GOAL OF THE EXERCISE: Pull out every line below that contains the string "small". Case counts.

Items in a dataset:
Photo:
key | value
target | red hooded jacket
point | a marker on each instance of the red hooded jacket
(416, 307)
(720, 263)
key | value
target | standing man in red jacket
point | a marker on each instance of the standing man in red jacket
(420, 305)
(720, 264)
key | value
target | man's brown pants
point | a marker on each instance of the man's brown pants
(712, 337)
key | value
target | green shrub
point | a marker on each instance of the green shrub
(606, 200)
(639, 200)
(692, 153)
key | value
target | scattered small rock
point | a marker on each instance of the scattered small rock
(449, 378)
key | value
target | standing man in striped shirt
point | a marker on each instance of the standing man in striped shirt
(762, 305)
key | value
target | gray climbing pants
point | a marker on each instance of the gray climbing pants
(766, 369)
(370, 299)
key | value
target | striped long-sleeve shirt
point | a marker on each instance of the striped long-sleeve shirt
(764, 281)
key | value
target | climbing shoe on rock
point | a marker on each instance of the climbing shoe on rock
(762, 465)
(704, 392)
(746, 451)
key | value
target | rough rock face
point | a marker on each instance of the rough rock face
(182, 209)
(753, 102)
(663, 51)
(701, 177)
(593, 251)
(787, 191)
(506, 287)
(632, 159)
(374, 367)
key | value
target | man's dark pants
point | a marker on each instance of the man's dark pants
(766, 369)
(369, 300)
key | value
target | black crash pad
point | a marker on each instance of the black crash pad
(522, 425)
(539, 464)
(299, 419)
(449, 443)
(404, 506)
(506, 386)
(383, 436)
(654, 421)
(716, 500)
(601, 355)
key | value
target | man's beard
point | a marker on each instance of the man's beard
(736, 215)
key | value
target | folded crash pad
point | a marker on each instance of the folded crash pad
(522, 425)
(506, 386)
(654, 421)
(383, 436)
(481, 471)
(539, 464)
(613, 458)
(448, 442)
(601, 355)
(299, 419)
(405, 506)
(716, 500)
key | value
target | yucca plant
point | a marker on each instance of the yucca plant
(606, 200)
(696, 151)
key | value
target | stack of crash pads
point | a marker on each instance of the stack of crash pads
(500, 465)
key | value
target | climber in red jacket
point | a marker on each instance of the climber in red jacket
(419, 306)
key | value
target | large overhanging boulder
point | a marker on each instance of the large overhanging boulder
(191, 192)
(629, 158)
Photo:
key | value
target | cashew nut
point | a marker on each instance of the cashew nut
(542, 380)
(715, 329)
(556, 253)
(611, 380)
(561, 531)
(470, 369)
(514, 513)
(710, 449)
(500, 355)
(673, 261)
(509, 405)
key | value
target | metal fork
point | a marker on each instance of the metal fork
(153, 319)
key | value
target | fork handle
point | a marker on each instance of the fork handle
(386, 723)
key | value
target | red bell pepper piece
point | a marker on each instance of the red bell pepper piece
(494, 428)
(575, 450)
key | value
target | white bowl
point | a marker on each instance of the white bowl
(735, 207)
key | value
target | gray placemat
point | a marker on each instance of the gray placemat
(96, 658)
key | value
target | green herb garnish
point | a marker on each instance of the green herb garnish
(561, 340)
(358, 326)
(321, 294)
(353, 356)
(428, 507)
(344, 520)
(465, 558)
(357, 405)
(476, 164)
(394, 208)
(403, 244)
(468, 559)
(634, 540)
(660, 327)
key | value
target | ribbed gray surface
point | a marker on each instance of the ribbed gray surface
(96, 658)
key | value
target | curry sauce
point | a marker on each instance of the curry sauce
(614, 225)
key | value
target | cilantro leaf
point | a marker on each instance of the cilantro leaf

ANSWER IN FULL:
target | scattered small rock
point | a marker on each instance of the scattered small rock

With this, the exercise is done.